- RECORDS FOR THIS TASK -
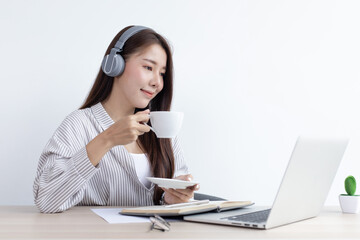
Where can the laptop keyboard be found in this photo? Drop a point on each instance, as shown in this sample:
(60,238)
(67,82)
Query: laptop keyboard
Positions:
(254,217)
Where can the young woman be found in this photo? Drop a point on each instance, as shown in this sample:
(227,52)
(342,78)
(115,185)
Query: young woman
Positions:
(102,153)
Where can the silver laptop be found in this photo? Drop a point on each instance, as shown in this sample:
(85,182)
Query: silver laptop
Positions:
(302,193)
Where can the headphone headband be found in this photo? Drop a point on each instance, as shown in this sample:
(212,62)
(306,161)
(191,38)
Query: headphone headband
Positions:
(128,34)
(113,64)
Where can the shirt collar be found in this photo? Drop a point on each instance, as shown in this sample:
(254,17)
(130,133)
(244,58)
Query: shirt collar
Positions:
(102,116)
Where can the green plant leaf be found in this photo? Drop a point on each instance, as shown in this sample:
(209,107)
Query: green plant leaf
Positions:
(350,185)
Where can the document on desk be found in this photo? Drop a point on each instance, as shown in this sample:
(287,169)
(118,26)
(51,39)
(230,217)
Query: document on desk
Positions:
(111,215)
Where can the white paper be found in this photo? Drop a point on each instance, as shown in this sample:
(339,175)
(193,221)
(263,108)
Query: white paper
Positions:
(111,215)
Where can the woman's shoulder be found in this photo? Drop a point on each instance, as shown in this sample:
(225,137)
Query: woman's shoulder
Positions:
(77,116)
(77,120)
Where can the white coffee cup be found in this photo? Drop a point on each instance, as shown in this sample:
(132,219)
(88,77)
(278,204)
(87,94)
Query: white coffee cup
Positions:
(166,124)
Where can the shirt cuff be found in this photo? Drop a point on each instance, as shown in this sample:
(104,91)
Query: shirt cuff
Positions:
(83,165)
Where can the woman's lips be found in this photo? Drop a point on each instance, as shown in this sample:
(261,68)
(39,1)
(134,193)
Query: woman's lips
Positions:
(149,94)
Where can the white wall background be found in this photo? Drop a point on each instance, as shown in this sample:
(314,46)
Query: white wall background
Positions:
(249,75)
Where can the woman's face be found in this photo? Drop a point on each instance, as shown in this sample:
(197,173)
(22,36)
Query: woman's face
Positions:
(142,78)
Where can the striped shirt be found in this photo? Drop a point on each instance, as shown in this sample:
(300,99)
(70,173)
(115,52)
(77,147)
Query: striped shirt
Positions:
(66,177)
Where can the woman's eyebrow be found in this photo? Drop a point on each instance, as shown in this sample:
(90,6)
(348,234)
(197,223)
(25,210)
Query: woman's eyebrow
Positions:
(152,61)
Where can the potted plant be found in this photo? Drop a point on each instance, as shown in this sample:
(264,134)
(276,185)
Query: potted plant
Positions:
(350,203)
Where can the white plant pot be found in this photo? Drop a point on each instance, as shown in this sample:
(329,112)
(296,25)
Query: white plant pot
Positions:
(349,204)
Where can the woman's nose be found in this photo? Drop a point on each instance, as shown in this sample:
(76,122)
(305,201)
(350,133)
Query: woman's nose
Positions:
(156,81)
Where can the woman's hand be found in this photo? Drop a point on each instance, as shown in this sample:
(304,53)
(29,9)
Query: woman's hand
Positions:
(173,196)
(123,132)
(127,129)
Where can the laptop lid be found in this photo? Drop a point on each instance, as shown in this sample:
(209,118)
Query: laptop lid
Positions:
(307,180)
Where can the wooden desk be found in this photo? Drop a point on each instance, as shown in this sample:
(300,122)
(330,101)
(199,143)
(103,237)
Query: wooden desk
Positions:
(25,222)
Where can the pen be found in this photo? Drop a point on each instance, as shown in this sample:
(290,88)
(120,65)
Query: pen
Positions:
(188,203)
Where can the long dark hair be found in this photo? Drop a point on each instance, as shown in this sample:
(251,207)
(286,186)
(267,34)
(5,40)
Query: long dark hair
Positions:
(158,150)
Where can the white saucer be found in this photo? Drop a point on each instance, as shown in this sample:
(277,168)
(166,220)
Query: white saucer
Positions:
(172,183)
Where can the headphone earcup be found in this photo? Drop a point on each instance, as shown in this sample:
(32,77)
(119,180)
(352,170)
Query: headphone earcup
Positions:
(113,66)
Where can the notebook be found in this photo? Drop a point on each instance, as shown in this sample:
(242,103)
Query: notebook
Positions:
(185,209)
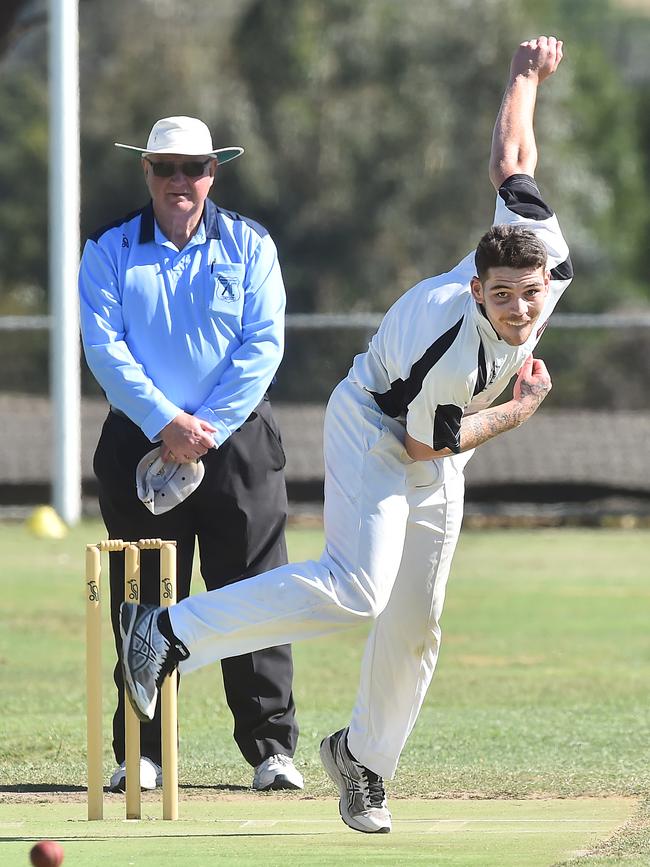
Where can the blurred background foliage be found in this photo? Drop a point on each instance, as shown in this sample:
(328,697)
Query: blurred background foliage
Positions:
(367,129)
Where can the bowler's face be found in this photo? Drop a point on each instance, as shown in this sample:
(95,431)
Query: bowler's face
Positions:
(513,299)
(180,195)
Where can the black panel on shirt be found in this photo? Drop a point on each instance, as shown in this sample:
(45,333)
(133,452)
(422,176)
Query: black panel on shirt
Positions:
(96,235)
(256,227)
(395,401)
(446,427)
(481,378)
(563,271)
(521,196)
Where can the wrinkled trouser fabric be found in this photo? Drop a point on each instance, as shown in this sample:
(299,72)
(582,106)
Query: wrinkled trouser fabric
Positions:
(391,527)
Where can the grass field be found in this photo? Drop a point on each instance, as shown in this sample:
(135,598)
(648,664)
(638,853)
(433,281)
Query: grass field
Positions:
(532,747)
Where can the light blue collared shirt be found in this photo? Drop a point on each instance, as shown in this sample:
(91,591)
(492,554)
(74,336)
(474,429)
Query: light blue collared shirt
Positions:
(199,330)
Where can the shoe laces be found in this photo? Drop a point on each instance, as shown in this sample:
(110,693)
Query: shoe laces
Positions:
(280,759)
(375,795)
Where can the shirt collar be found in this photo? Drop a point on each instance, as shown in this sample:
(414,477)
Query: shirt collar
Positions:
(484,325)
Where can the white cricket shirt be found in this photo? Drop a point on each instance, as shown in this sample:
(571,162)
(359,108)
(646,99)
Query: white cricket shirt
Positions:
(436,356)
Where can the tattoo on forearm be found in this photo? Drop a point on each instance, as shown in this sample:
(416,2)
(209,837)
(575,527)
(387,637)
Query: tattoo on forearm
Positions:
(482,426)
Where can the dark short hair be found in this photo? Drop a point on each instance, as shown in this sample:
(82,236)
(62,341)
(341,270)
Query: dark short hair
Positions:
(509,246)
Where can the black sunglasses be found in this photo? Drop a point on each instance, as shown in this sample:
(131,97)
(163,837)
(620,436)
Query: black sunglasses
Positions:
(190,168)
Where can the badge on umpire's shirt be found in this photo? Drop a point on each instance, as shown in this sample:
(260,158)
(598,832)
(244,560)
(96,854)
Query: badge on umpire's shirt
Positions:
(228,287)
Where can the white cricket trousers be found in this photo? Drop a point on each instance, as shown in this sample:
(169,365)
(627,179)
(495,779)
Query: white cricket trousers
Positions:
(391,527)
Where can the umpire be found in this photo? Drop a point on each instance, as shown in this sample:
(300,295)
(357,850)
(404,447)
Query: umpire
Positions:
(182,314)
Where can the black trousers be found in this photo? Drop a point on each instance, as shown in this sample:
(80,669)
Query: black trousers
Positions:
(238,515)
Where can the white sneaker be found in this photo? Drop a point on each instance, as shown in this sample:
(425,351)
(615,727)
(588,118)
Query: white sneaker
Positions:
(363,800)
(150,776)
(277,772)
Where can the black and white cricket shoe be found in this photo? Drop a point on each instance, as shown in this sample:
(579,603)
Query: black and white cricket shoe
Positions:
(147,656)
(363,800)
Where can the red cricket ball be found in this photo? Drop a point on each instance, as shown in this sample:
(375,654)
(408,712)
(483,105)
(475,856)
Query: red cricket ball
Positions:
(47,853)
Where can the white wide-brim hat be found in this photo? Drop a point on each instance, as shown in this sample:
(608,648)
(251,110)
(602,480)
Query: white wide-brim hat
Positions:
(185,136)
(161,486)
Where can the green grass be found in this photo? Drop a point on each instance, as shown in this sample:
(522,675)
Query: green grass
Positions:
(541,690)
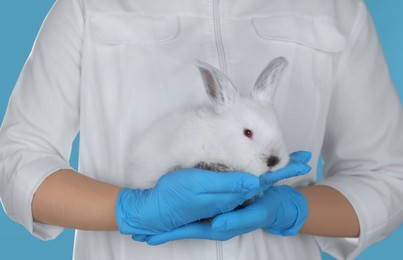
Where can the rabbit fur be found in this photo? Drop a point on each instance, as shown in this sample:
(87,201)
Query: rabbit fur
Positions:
(215,134)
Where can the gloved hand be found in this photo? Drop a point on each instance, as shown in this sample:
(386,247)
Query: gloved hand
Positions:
(181,197)
(280,210)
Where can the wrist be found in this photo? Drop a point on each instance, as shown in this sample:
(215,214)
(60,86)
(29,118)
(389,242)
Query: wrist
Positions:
(294,212)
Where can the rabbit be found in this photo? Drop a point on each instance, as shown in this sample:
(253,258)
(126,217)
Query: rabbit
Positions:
(229,133)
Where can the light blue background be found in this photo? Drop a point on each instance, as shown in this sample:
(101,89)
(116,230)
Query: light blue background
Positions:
(20,21)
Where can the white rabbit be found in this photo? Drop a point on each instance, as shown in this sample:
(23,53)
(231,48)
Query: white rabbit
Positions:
(231,133)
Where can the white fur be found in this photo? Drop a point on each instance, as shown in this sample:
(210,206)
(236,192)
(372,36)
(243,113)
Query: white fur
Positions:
(213,133)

- WRITTEN EXERCISE -
Begin with the line that contains "Where can the white wide-brim" and repeat every line through the end of the data, exactly and only those lines, leaving out the pictures.

- WRITTEN SOLUTION -
Where can the white wide-brim hat be found in this photo? Drop a point on each instance, as shown in this sample:
(608,648)
(251,110)
(602,480)
Query: white wide-brim hat
Positions:
(185,136)
(161,486)
Where can the green grass be found in this photo? Drop a point on each instance, as shown in this sample:
(522,675)
Query: green grass
Positions:
(541,690)
Where can the rabbit fur be found in this photo? Drop a point on each instance, as shown in this sample:
(87,201)
Query: rabbit fur
Positions:
(215,134)
Where can the gloved hand be found in this photo? Drop a point on each instance, as shown in this sample:
(386,247)
Query: gloved hand
Positions:
(181,197)
(280,210)
Where can the wrist be found in this photo? Drop a point on each instance, as shown in this sample:
(215,214)
(60,86)
(29,118)
(389,242)
Query: wrist
Positions:
(294,212)
Where can the rabbit be found in this photo? Drop a point on each instance, as shown in this sample:
(253,258)
(126,217)
Query: rabbit
Positions:
(229,133)
Where can the light blue background be found in this photo? Drop a point on each instance, as shown in this sample:
(101,89)
(116,230)
Query: light blue background
Positions:
(20,21)
Where can the white rabbit be found in this photo? Drop a point on each instance, as shown in this sample:
(23,53)
(231,48)
Query: white rabbit
Positions:
(231,133)
Where can the white fur be found in this photo? Drop a point on each instance, as shown in this sample:
(210,206)
(236,192)
(372,36)
(243,113)
Query: white fur
Positions:
(213,133)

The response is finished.